--- start of TASK INPUT ---
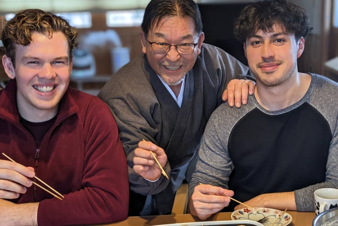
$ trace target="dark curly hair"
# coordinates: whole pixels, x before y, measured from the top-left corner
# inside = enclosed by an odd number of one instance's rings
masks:
[[[18,12],[8,21],[2,31],[1,38],[6,55],[15,67],[16,45],[26,46],[32,41],[34,32],[45,33],[50,37],[53,32],[62,32],[67,38],[69,57],[77,47],[76,30],[67,20],[51,12],[41,9],[26,9]]]
[[[166,17],[190,17],[195,22],[195,29],[198,35],[202,33],[203,25],[198,7],[193,0],[151,0],[144,12],[141,27],[146,37],[151,26]]]
[[[294,33],[297,40],[310,33],[309,19],[303,9],[286,0],[261,0],[249,4],[235,22],[234,34],[241,43],[261,30],[273,31],[274,24],[284,31]]]

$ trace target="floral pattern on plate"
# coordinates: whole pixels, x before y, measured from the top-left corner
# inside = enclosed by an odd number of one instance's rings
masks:
[[[270,226],[283,213],[283,211],[270,208],[255,207],[253,209],[251,209],[246,208],[233,212],[231,214],[231,219],[249,220],[257,221],[266,217],[268,221],[263,224],[265,226]],[[286,226],[291,223],[292,220],[291,215],[287,213],[285,213],[283,217],[281,217],[273,226]]]

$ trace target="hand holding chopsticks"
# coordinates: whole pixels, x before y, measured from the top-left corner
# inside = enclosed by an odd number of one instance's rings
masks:
[[[143,140],[144,141],[146,141],[145,140],[144,140],[144,139],[143,139]],[[151,155],[152,155],[152,157],[154,158],[154,160],[155,161],[156,161],[156,163],[159,165],[159,167],[160,167],[160,169],[161,170],[161,171],[162,171],[162,174],[163,174],[164,176],[167,177],[167,179],[169,179],[169,177],[168,177],[168,175],[167,175],[167,174],[166,173],[166,172],[164,171],[164,170],[163,169],[163,168],[162,168],[162,166],[161,166],[161,164],[160,163],[160,162],[159,162],[159,160],[157,160],[157,158],[156,158],[156,156],[153,153],[153,152],[152,151],[151,151],[151,150],[149,150],[149,151],[150,151],[150,153],[151,153]]]
[[[6,157],[6,158],[7,158],[7,159],[8,159],[9,160],[10,160],[12,162],[13,162],[16,163],[16,162],[15,161],[14,161],[14,160],[13,160],[13,159],[12,159],[10,158],[8,156],[7,156],[5,153],[2,153],[2,154],[3,155],[3,156],[4,156],[5,157]],[[39,181],[40,181],[40,182],[41,182],[41,183],[43,183],[43,184],[44,184],[45,186],[47,186],[47,187],[48,187],[48,188],[49,188],[52,191],[53,191],[53,192],[55,192],[55,193],[56,193],[57,194],[57,195],[59,195],[61,197],[62,197],[62,198],[65,198],[65,197],[64,197],[62,195],[61,195],[61,194],[60,194],[57,191],[56,191],[56,190],[54,190],[49,185],[47,185],[47,184],[46,184],[46,183],[45,183],[44,181],[42,181],[39,178],[38,178],[37,177],[34,176],[34,178],[35,178],[36,179],[37,179],[37,180],[39,180]],[[60,198],[59,196],[57,196],[57,195],[55,195],[55,194],[54,194],[53,193],[52,193],[52,192],[51,192],[49,191],[48,190],[47,190],[45,188],[43,187],[42,187],[42,186],[41,186],[40,185],[39,185],[39,184],[37,183],[35,183],[35,182],[33,182],[33,181],[32,181],[32,182],[33,184],[35,185],[36,185],[39,188],[41,188],[42,189],[43,189],[44,190],[46,191],[47,192],[48,192],[49,194],[52,195],[53,196],[54,196],[55,198],[58,198],[59,199],[60,199],[61,200],[62,200],[62,199],[61,199],[61,198]]]
[[[203,184],[202,183],[200,183],[199,184],[200,184],[200,185],[203,185]],[[218,195],[217,194],[213,194],[213,195]],[[225,196],[226,197],[227,197],[229,199],[230,199],[231,200],[232,200],[233,201],[234,201],[235,202],[238,202],[240,204],[241,204],[242,205],[243,205],[244,206],[246,206],[248,208],[250,208],[252,209],[253,209],[252,207],[251,207],[251,206],[249,206],[247,205],[246,205],[245,204],[244,204],[243,203],[241,202],[240,202],[238,200],[236,200],[236,199],[234,199],[234,198],[232,198],[232,197],[230,197],[230,196],[228,196],[227,195],[224,195],[224,194],[221,194],[221,195],[223,195],[223,196]]]

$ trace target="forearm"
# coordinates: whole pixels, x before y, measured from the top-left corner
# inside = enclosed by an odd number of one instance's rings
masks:
[[[39,203],[15,204],[1,200],[0,221],[2,225],[37,226]]]
[[[43,200],[38,211],[39,226],[103,224],[125,219],[129,191],[120,182],[112,185],[115,191],[85,188],[64,195],[63,201],[55,198]],[[120,185],[123,191],[119,192]]]
[[[253,204],[252,207],[264,207],[277,209],[285,209],[287,208],[289,210],[296,210],[296,202],[295,200],[294,192],[279,192],[263,194],[254,198],[258,199],[255,200],[257,203],[262,203],[262,206],[259,204]],[[260,200],[259,199],[261,200]],[[250,201],[246,202],[249,203]]]

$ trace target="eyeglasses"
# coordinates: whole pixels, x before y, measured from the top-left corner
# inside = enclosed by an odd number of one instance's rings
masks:
[[[149,41],[146,38],[146,40],[151,45],[151,49],[154,52],[162,54],[169,52],[172,46],[174,46],[176,51],[180,54],[190,54],[194,52],[195,47],[198,43],[180,43],[177,45],[171,45],[165,43]]]

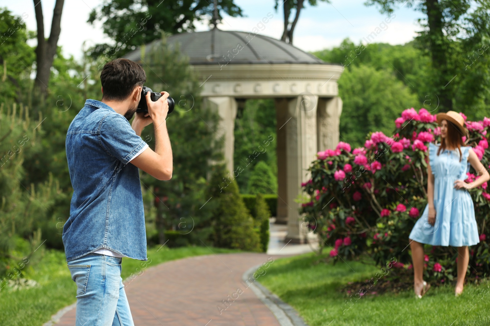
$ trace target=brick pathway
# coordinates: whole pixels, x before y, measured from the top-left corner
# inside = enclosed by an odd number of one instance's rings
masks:
[[[149,267],[126,287],[135,325],[278,326],[272,313],[241,283],[245,271],[267,262],[271,257],[275,260],[284,256],[253,253],[210,255]],[[222,300],[227,300],[228,295],[231,297],[239,288],[243,293],[220,314],[218,305],[222,304]],[[56,325],[71,326],[74,321],[74,309]]]

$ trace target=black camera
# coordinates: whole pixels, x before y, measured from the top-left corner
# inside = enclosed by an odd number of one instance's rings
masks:
[[[138,105],[136,112],[148,112],[148,105],[147,104],[147,93],[150,92],[150,98],[153,102],[156,102],[158,99],[163,96],[160,93],[157,93],[151,90],[151,88],[146,86],[143,86],[141,90],[141,98],[140,103]],[[173,108],[175,106],[175,102],[170,96],[167,98],[167,102],[169,103],[169,112],[167,114],[172,113]]]

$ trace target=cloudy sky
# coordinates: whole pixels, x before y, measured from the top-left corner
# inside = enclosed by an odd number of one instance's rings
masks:
[[[94,27],[86,22],[92,8],[100,5],[97,0],[66,1],[61,19],[61,34],[58,44],[65,55],[80,58],[82,46],[86,47],[97,43],[110,43],[102,32],[100,24]],[[224,17],[219,28],[223,30],[250,32],[263,17],[270,13],[273,18],[260,32],[268,36],[279,38],[283,32],[281,8],[274,9],[273,0],[235,0],[246,17]],[[320,2],[317,7],[307,6],[301,11],[294,30],[294,45],[305,51],[315,51],[338,45],[343,40],[349,38],[356,43],[366,37],[380,25],[386,14],[379,13],[376,6],[367,7],[364,0],[332,0],[332,3]],[[55,0],[43,0],[46,37],[50,28]],[[36,19],[32,0],[16,0],[4,4],[14,14],[25,13],[27,28],[36,29]],[[400,6],[399,6],[400,7]],[[422,14],[404,6],[395,12],[396,17],[382,30],[374,42],[402,44],[412,40],[420,30],[416,20]],[[25,16],[25,15],[24,15]],[[198,31],[207,30],[207,24],[198,25]],[[379,30],[377,30],[378,32]],[[35,41],[31,45],[35,44]]]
--- end of TASK INPUT ---
▸ WHAT THE TASK ASKS
Which lines of the listing above contain the string "trace"? List every one of them in full.

▸ SOLUTION FOR THIS EXERCISE
$ trace target="dark curly hair"
$ trace target="floral pattern on plate"
$ trace target="hand holding chopsticks"
$ trace target="forearm"
$ trace target="eyeglasses"
$ trace target=brick pathway
$ trace target=black camera
$ trace target=cloudy sky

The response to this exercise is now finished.